--- WORK TO COMPLETE ---
Without the pictures, reproduce the records that follow exactly.
***** INFORMATION SHOWN
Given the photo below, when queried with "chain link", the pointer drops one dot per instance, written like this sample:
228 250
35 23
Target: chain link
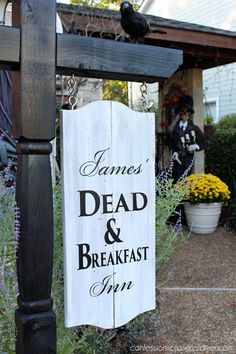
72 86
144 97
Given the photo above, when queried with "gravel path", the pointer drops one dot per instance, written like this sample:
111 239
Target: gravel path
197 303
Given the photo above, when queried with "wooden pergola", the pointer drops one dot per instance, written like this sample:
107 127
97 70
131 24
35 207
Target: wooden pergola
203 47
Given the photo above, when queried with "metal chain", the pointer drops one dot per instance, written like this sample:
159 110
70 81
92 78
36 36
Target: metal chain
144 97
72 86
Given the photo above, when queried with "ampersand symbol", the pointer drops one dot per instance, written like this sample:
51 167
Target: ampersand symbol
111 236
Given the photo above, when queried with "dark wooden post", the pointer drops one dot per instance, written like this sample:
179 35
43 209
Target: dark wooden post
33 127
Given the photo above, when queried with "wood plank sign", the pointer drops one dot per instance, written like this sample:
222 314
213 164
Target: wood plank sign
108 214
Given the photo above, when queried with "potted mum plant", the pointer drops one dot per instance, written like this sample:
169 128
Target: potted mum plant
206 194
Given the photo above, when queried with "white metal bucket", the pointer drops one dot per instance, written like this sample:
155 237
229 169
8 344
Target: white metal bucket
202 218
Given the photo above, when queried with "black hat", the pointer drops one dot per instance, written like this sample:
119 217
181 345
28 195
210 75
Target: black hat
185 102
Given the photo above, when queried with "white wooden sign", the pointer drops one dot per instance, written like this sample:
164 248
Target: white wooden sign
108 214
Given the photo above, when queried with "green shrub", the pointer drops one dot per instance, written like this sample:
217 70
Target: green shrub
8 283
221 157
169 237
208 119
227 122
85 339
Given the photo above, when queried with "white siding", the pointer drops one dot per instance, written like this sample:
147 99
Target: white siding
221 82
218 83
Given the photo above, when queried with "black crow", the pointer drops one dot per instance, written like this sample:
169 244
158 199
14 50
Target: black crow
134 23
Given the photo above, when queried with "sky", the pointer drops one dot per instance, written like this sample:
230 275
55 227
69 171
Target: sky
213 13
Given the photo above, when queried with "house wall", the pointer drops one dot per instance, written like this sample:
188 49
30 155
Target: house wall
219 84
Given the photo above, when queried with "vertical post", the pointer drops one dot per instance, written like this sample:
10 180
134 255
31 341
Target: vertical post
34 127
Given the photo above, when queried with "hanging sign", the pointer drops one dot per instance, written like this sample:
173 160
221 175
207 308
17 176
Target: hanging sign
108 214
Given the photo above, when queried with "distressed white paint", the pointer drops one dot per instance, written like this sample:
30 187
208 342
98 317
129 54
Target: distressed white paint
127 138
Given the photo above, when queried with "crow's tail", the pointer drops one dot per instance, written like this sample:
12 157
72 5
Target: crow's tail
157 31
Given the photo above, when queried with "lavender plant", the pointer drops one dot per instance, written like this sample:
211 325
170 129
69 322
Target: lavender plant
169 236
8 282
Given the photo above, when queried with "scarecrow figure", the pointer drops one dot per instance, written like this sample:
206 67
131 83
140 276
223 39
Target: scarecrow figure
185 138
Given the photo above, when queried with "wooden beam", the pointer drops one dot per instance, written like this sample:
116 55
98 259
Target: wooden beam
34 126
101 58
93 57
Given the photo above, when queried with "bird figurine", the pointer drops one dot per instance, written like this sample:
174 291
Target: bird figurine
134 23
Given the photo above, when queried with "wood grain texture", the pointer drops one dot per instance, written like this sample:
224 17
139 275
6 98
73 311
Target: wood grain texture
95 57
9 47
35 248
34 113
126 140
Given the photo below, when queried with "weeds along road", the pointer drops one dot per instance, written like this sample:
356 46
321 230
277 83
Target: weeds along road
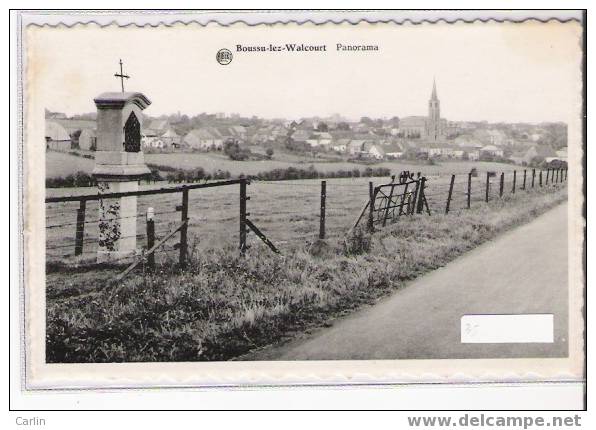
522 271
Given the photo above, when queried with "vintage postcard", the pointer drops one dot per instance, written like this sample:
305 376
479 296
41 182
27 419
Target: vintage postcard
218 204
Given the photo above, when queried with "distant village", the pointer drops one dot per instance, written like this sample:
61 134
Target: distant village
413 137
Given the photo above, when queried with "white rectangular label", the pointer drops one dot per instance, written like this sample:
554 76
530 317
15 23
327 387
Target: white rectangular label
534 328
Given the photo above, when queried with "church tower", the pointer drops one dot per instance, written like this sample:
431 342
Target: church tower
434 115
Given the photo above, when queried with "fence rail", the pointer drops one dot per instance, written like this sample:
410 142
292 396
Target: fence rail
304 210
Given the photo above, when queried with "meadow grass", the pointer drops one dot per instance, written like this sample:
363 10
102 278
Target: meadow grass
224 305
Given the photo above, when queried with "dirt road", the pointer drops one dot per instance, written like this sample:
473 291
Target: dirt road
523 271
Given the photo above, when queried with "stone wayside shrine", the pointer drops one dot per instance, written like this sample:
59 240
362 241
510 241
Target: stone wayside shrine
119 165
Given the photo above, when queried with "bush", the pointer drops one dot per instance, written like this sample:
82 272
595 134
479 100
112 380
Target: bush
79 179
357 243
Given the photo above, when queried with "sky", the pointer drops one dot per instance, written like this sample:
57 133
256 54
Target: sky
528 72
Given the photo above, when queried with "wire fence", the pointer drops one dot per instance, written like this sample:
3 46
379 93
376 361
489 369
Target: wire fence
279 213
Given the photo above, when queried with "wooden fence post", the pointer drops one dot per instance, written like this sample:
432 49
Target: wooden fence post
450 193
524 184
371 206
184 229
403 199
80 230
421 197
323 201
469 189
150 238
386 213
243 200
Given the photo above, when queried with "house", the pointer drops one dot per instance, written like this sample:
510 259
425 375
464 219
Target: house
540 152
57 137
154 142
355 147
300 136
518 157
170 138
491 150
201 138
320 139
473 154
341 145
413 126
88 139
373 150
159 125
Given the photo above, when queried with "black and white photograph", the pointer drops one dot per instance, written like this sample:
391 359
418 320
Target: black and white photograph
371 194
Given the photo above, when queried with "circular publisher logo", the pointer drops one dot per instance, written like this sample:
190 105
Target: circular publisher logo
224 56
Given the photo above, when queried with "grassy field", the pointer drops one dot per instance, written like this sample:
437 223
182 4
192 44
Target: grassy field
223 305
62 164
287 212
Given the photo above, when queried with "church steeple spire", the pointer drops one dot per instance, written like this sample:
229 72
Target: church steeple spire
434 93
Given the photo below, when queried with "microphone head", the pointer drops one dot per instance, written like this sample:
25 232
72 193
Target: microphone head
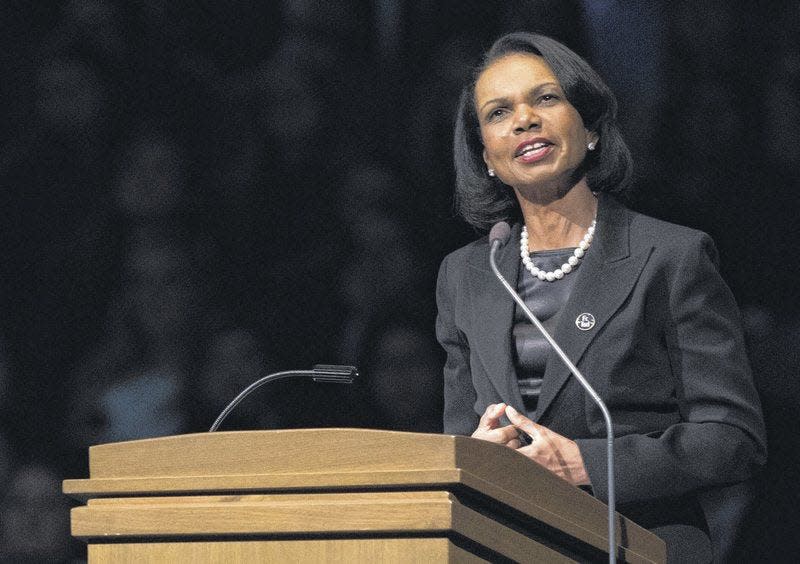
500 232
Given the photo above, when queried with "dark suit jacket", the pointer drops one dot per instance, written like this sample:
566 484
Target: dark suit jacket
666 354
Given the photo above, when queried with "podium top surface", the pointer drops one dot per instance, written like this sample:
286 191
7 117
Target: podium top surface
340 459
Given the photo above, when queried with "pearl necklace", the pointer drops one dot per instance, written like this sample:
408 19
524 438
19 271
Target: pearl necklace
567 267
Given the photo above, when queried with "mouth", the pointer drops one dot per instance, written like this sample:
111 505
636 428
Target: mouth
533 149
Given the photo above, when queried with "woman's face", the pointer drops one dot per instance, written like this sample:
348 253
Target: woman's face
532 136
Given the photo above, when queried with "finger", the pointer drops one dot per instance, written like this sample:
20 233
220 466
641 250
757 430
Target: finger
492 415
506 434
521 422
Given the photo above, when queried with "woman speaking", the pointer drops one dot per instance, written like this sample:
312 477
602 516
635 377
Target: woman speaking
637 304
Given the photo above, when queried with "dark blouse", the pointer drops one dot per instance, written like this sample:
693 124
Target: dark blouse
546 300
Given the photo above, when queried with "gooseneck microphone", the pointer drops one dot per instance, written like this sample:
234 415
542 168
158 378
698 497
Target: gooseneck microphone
**********
--- REPLY TO THE EXERCISE ---
Given the photo below, when queried with "chain link", the pointer drops one dot per instance, written like this sample:
228 250
35 23
Target: chain link
72 86
144 97
Given the photo above, when queried with "gravel path", the pointer drops one dot per instance, written like this sample:
111 239
Target: gravel path
197 303
Given the photo above, when queried with "wooden pergola", the pointer drops one dot per instance, written like this sample:
107 127
97 70
131 24
35 207
Target: wooden pergola
203 47
Given the photo above, when queried with "metal chain", the pointer drops one dot per instance, written like this sample:
159 110
70 81
92 78
36 36
Target: metal chain
144 97
72 86
Given the photo above, when queried with "ampersand symbol", the pointer drops one dot per instance, written like this sample:
51 167
Target: ampersand symbol
111 236
Given the photo above, when queried with "dark wooden post", the pointer drops one dot per instance, written like this sample:
179 35
43 209
Target: dark wooden post
33 127
Given the photo above, when queried with "wood plank sign", the pointer drops one dot per instance, written like this sample:
222 314
213 164
Target: wood plank sign
108 214
Given the photo above, when queried with "potted mum plant", the pointer drops one dot per instance, written like this sample:
169 128
Target: potted mum plant
206 194
Given the photo above, when queried with "white metal bucket", the pointer drops one dot per instance, written like this sample:
155 237
229 169
8 344
Target: white metal bucket
202 218
Given the photo above, when queried with "black hat", the pointer drops one dot per instance, written like this sample:
119 217
181 345
28 195
210 75
Target: black hat
185 102
Given the photo above, when queried with "white wooden sign", the pointer drops one dot per instance, written like this sample:
164 248
Target: white wooden sign
108 214
Given the photo above, when queried with "green shrub", the pointer drops one dot per instance, written like this sample:
217 70
Target: green shrub
8 283
221 157
169 237
208 119
227 122
85 339
Given the photo above, when queried with "white siding", the pointer drops one dot per instance, written like this sample:
147 99
Target: white siding
221 82
218 83
Given the photo above, when queried with "black crow", the pointer drops one dot per instance, written like this sample:
169 244
158 199
14 50
Target: black crow
134 23
Given the photo above, when queried with "sky", the pointer drops one dot per instance, written like this sample:
230 275
55 227
69 171
Target: sky
213 13
Given the photo above, when queried with "house wall", the pointer drops one dot per instance, written like this sample:
188 49
30 155
Target: house wall
219 84
Given the photo above, when queried with "vertical post", the pointer drops one dot per instance, written like this sample:
10 180
134 255
31 341
Target: vertical post
34 127
Given the photo above, when queried with "hanging sign", the pointer drops one dot per instance, written like this sample:
173 160
221 175
207 308
17 176
Target: hanging sign
108 214
Given the photo above, when queried with "distressed white paint", the pointer drops one dot per instance, written like this sample:
30 187
208 342
98 317
129 54
Target: distressed white paint
127 138
Given the photo above, when queried with "crow's tail", the pointer drops one dot per instance, written like this sample:
12 157
72 5
Target: crow's tail
157 31
Given the photo above, when queried with "lavender plant", the pointer drops one dot per instance, written like this sample:
211 325
170 129
69 322
Target: lavender plant
169 236
8 282
Given the photo above, when queried with "scarecrow figure", the pointer drops one dot per instance, written like this sample:
206 67
131 83
140 276
223 39
Target: scarecrow figure
185 138
Given the photo above, when queried with "wooden beam", the pointer drops one dot per instance, written like this sample:
116 55
98 259
Target: wooden beam
34 126
101 58
93 57
Given the photo above, when queried with "bird figurine", the pointer drops one dot per instance, written like this sample:
174 291
Target: bird figurine
134 23
Given the photo above, when queried with "wood grain texture", the pointer drops one dot per instance, written like this sample:
224 17
139 275
6 98
73 311
Target: wood grain texture
95 57
9 47
35 248
34 113
126 140
Given the photo below, when queried with "weeds along road", the pointer drops one dot per instance, written like this sample:
356 46
321 230
277 83
Target: weeds along road
522 271
Given the photo above, when queried with "vintage postcard", the pointer drops one dot per instance, written like this sample:
305 376
479 296
41 182
27 419
Target: vintage postcard
218 204
Given the photo above, when queried with "distant village", the pointer drops one dot per instance, written like this sample:
61 134
Target: distant village
413 137
Given the photo above, when queried with "white rectangular label", the pointer drops one dot per instance, written like this sample:
554 76
530 317
15 23
327 387
Target: white rectangular label
534 328
Given the photo above, when queried with "church tower", the pointer drops one dot per instance, written like this sample:
431 342
Target: church tower
434 115
Given the photo above, when queried with "fence rail", the pointer drops one dot per instance, written like this sample:
410 142
292 396
Target: fence rail
304 210
Given the photo above, when queried with "meadow grass", the pointer drops one dot per instance, written like this sample:
363 10
102 278
Target: meadow grass
224 305
Given the photo above, when queried with "dirt road", the pointer drops one dot per instance, written like this sample:
473 291
Target: dirt road
523 271
Given the photo above, when queried with "stone wayside shrine", the pointer drops one dot per instance, written like this sample:
59 240
362 241
510 241
Target: stone wayside shrine
119 165
Given the photo above, when queried with "bush", the pointer drops one dot per instance, written like this sample:
82 272
595 134
479 100
112 380
Target: bush
79 179
357 243
Given the photo above, when queried with "sky", the pointer drops one dot per instance, written like this sample:
57 133
256 54
Target: sky
528 72
Given the photo above, when queried with "wire fence", the pointer drops one dot per instance, written like this sample:
3 46
379 93
376 361
489 369
Target: wire fence
279 213
Given the photo above, when queried with "wooden fence post", the pointer drops one dot per instance, written like this sample:
432 49
Target: wooden fence post
450 193
524 184
371 206
184 229
403 199
80 230
421 197
323 201
469 189
150 238
386 213
243 200
Given the photo above, when queried with "house", the pointer drops one dot per instance, written like this sample:
510 259
425 375
464 219
Target: house
540 152
57 137
154 142
355 147
300 136
518 157
170 138
491 150
201 138
320 139
473 154
341 145
413 126
88 139
373 150
159 125
Given the photo above, when queried with "black and white photograph", the pointer drops one dot per instance, written like this sample:
391 359
418 320
Target: black and white photograph
371 194
Given the photo above, when queried with "circular publisher logo", the pointer drops one dot per instance, written like this sample:
190 105
Target: circular publisher logo
224 56
Given the photo above, when queried with "grassy field", the pointer drops one dot per instance, written like this sample:
437 223
182 4
192 44
Target: grassy field
223 305
62 164
287 212
Given the photo above, when queried with "church steeple spire", the pointer drops one dot per instance, written like this sample:
229 72
Target: church steeple spire
434 93
Given the photo below, when queried with "microphone head", the pointer drops one dot per instance, written like this sample:
25 232
72 193
Target: microphone head
500 232
Given the photo above, when queried with "dark suit jacket", the pointer drops one dot per instance, written like this sample:
566 484
Target: dark suit jacket
666 354
Given the photo above, when queried with "podium top surface", the pointer drops one dot per instance, written like this sample:
286 191
7 117
Target: podium top surface
340 459
Given the photo above, when queried with "pearl necklace", the pointer drops one dot per instance, written like this sample:
408 19
524 438
19 271
Target: pearl necklace
567 267
Given the photo above, when queried with "mouth", the pointer drops one dot per instance, written like this sample:
111 505
636 428
Target: mouth
533 149
Given the photo above, when queried with "woman's face", the pointer drops one dot per instance, written like this sample:
348 253
Target: woman's face
532 136
Given the photo above, when queried with "finger", the pointer drops one dot per instance, written like this sample:
20 233
220 466
641 250
757 430
Target: finger
492 415
506 434
521 422
Given the photo above, when queried with "woman speaking", the pointer drops one dot per instance, written like this sample:
312 477
602 516
635 377
Target: woman speaking
637 304
Given the photo above, when queried with "dark blouse", the pointer drops one dot per instance, written like this sample:
693 124
Target: dark blouse
546 300
Given the photo above, when queried with "gooseneck microphone", the pointer drops one dot per instance, written like this sample:
234 415
542 168
158 378
698 497
Target: gooseneck microphone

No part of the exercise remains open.